- Records for the exercise:
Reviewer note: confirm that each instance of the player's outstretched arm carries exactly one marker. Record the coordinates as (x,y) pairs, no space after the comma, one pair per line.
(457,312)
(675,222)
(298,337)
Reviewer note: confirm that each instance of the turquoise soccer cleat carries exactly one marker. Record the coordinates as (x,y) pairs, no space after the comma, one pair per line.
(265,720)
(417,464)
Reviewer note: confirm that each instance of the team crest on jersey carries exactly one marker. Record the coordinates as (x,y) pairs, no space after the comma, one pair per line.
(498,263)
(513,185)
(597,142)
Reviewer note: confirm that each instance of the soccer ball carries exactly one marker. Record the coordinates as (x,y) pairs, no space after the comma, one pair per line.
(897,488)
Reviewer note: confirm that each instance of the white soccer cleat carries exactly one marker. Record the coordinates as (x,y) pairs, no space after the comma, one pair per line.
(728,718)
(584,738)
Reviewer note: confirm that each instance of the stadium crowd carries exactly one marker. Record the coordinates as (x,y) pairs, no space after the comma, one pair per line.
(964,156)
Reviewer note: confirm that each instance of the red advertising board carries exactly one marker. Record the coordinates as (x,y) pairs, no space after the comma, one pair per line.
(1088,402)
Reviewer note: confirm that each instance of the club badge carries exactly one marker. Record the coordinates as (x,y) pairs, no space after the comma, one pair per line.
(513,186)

- Work to be completed: Only the lines from the one containing "Reviewer note: confirm that each instance of the red" through the last line of the records belong in the answer, each written out exactly.

- Solution for this exercise:
Reviewer note: confirm that each instance of the red advertising board carries exactly one marker. Record the coordinates as (x,y) pairs, no space after the comma, one pair per line.
(1088,402)
Reviewer note: confirm that each instance of the club badge carries exactly one marker. Record the coordinates as (x,y) pairs, no space after the comma, one pair per line.
(513,186)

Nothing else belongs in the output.